Top of INPUT FOR THIS TASK

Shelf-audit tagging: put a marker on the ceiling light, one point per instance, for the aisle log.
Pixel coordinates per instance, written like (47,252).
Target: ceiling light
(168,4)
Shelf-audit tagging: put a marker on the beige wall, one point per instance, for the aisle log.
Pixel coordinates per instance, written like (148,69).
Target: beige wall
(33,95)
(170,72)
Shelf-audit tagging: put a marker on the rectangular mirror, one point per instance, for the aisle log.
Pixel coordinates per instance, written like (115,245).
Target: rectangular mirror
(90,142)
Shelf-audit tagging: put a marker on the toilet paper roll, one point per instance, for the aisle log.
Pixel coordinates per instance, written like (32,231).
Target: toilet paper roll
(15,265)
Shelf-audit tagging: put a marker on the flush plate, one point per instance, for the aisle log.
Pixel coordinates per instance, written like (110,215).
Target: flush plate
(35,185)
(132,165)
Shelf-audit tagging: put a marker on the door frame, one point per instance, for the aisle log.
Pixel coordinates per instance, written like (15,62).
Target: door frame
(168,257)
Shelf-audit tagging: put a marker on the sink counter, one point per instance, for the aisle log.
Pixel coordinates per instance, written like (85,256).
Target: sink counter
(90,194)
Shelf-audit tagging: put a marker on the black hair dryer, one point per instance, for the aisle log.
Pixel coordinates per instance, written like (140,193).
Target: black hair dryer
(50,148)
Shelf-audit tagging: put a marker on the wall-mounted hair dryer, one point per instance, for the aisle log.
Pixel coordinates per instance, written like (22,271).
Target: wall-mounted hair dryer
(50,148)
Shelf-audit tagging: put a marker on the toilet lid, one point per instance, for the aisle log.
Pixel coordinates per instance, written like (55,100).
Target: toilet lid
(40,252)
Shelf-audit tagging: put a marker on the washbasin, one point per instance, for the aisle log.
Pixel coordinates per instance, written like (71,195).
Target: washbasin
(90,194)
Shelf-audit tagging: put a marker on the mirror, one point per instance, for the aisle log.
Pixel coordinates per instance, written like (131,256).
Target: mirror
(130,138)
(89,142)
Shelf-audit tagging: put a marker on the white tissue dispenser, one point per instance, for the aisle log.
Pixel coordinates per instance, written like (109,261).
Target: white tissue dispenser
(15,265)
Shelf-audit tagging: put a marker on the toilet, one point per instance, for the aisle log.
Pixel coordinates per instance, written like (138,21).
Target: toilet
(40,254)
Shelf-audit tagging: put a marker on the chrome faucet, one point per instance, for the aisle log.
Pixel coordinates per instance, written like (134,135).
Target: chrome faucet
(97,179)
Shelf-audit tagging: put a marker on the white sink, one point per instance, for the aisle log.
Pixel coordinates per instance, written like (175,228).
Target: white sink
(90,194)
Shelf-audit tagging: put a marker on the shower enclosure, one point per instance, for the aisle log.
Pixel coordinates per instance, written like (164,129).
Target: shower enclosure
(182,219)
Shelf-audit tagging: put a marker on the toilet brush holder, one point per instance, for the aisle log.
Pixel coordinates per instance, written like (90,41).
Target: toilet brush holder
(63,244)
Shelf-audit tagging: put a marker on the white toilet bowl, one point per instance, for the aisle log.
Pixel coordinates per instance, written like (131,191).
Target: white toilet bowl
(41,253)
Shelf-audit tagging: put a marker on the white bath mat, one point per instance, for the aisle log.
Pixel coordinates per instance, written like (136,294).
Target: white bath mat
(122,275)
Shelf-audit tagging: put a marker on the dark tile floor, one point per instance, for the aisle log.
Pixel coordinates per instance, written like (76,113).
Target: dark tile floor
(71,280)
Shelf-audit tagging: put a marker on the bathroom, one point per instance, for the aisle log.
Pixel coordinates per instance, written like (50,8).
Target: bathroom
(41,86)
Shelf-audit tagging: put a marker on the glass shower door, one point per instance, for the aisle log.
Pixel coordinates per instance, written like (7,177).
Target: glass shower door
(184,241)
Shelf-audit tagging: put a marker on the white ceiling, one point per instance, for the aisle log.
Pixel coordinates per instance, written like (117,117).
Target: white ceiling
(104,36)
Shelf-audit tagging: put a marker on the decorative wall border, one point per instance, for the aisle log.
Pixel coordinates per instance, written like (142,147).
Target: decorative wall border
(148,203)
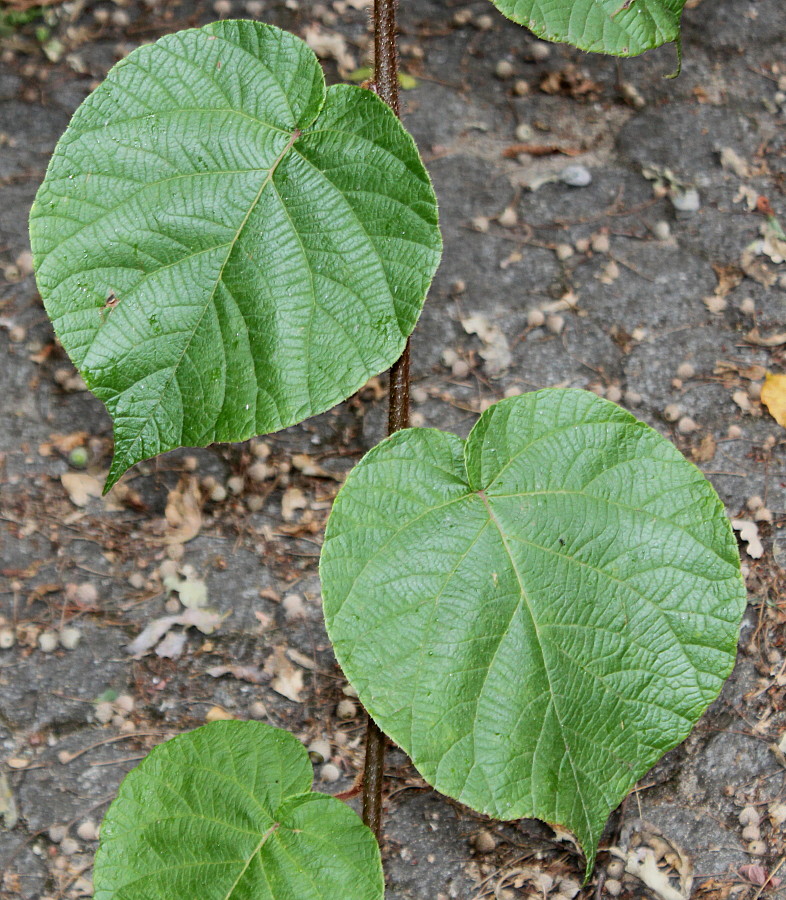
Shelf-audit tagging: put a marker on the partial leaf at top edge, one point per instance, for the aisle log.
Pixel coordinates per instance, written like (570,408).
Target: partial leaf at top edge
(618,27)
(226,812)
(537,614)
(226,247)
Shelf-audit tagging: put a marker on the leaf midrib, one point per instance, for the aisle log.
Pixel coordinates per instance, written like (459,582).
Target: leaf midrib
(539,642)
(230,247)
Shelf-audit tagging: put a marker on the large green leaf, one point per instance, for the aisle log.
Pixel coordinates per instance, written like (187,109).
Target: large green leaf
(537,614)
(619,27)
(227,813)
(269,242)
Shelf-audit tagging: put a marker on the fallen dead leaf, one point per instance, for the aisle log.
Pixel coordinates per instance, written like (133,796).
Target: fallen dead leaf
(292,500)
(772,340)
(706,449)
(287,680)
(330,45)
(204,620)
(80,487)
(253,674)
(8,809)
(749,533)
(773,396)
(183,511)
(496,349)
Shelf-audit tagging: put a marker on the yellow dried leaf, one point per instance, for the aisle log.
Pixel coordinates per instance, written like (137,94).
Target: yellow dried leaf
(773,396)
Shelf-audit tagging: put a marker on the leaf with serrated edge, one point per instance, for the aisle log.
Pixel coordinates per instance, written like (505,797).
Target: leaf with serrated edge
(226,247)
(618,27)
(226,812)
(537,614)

Bottom of INPUT FOR THIS TASK
Top of INPUT FOR THIS TASK

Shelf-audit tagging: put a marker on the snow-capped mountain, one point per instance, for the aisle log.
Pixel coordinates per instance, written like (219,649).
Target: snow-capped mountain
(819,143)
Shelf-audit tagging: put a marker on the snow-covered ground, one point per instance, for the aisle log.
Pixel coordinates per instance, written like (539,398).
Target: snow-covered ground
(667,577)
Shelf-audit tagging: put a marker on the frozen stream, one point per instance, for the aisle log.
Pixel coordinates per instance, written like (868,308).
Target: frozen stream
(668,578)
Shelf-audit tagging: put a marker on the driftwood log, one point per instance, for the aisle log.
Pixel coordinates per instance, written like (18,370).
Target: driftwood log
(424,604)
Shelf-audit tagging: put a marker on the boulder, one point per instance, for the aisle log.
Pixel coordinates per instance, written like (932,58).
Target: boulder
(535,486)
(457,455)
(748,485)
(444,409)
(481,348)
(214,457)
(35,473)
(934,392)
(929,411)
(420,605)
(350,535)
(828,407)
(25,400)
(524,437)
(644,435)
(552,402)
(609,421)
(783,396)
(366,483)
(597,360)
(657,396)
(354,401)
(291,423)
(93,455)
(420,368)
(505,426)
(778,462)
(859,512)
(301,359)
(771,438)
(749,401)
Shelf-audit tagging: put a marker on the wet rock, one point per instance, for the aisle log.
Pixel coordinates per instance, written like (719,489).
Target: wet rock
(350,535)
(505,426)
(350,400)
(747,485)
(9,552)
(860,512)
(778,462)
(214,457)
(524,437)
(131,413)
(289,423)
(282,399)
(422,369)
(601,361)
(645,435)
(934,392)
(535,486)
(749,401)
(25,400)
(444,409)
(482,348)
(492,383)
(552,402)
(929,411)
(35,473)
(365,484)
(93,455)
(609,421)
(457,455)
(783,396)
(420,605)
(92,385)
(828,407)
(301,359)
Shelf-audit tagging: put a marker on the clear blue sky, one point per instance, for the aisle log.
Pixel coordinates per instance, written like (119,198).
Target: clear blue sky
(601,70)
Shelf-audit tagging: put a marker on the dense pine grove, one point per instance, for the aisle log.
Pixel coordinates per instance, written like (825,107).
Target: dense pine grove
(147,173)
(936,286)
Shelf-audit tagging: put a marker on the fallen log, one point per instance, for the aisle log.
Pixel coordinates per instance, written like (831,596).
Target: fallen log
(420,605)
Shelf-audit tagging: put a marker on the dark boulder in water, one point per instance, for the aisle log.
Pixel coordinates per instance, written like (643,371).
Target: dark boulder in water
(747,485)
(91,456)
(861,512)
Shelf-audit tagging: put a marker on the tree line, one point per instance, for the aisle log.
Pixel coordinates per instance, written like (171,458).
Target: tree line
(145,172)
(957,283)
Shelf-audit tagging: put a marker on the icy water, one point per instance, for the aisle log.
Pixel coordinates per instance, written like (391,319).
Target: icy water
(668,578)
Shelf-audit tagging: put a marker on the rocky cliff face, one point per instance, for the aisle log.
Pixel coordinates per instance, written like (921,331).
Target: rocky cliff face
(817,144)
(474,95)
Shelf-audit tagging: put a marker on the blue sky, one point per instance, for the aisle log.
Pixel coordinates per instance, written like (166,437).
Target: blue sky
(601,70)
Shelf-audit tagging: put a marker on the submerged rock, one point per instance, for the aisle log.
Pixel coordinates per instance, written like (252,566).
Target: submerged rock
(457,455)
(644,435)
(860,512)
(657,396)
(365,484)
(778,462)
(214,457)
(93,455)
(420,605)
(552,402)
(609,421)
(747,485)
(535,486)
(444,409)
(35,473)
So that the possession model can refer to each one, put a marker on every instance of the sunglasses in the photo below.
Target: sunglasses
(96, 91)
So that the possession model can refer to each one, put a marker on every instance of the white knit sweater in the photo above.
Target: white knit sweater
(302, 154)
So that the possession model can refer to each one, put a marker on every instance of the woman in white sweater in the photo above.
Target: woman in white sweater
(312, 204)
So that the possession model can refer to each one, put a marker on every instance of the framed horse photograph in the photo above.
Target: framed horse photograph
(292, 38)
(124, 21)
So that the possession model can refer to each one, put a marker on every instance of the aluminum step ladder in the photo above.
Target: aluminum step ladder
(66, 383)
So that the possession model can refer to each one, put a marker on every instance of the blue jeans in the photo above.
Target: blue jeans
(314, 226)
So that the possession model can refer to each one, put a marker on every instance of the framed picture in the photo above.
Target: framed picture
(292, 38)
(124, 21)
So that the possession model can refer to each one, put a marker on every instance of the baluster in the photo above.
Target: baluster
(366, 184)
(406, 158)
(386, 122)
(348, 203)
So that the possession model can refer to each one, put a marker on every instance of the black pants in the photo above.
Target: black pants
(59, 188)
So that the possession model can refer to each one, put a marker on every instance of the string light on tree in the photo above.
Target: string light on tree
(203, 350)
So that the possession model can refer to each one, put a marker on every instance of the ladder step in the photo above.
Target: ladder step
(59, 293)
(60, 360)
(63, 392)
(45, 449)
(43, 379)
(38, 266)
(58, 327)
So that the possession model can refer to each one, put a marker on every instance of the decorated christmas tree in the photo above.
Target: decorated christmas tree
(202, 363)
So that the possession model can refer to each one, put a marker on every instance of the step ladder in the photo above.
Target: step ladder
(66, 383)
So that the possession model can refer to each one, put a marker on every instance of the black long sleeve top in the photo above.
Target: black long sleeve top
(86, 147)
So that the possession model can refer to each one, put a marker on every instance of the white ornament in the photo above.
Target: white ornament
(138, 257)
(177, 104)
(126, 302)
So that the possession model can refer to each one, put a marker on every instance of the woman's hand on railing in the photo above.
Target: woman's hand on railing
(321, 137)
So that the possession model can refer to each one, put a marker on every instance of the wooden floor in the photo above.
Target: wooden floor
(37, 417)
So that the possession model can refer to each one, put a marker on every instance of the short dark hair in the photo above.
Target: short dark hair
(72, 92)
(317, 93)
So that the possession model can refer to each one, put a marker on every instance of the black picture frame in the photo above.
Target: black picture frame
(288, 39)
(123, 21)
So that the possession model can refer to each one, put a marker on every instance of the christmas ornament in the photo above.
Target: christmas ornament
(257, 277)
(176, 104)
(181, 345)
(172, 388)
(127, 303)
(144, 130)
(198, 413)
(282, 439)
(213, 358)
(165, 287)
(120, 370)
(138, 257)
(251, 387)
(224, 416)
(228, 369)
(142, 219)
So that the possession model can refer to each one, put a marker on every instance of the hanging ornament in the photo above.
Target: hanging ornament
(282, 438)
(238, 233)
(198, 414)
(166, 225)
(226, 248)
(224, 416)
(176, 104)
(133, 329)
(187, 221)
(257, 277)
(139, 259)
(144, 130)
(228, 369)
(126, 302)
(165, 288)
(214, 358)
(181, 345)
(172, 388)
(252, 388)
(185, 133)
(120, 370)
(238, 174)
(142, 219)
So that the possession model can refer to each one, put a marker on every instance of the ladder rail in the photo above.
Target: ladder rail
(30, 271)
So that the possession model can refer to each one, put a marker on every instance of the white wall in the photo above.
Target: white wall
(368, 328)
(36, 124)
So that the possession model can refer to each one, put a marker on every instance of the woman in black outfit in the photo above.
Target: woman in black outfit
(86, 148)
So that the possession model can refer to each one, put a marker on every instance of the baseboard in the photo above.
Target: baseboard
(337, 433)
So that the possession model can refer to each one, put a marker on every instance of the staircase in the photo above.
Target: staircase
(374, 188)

Bottom of INPUT FOR THIS TASK
Top of INPUT FOR THIS TASK

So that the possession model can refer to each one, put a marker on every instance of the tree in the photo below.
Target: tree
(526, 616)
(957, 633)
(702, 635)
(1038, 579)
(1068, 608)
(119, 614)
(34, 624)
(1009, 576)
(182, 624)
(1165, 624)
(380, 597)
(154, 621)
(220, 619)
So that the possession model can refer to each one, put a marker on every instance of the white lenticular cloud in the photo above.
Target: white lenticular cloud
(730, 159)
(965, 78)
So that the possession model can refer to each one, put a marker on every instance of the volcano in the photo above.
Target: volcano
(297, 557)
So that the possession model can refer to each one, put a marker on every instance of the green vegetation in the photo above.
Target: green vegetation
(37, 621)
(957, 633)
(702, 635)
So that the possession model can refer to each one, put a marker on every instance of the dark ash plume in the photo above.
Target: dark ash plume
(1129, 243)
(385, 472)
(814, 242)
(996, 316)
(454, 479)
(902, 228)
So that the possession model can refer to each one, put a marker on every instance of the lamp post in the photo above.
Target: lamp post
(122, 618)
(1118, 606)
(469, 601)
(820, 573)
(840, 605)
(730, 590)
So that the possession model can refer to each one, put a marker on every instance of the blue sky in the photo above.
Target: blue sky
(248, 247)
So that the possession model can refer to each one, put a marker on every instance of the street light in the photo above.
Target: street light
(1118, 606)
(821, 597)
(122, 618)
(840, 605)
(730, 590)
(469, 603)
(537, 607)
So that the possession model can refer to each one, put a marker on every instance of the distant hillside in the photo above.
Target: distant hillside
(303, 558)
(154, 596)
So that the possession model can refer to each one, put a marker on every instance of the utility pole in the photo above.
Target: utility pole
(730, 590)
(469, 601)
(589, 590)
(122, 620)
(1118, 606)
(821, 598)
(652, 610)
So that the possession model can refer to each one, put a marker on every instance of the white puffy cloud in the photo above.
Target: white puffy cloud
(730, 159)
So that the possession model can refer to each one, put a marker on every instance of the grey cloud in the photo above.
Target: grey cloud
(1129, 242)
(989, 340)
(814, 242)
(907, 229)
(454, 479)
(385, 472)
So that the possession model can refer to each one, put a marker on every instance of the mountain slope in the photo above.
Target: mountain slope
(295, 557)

Bottom of INPUT FOR THIS TASK

| EXERCISE REQUIREMENTS |
All lines above from the one with "hillside in the photo above." to the one with "grey cloud in the photo above.", inclusive, should be copied exactly, and no other lines.

| WRITTEN RESPONSE |
So that the possession model can refer to each one, put a marker on every instance of the distant hillside in the photo above.
Target: distant hillside
(303, 558)
(154, 596)
So that the possession model can refer to each one, put a marker on every instance of the utility pole in the photo above.
Target: utility pole
(730, 590)
(469, 601)
(589, 590)
(122, 620)
(1118, 606)
(821, 598)
(652, 610)
So that the possession model can refer to each one, put a marker on every instance of the white puffy cloud in the photo above.
Target: white puffy cloud
(730, 159)
So that the possession model can refer to each one, put a marker on every instance of the grey cloud in the photo above.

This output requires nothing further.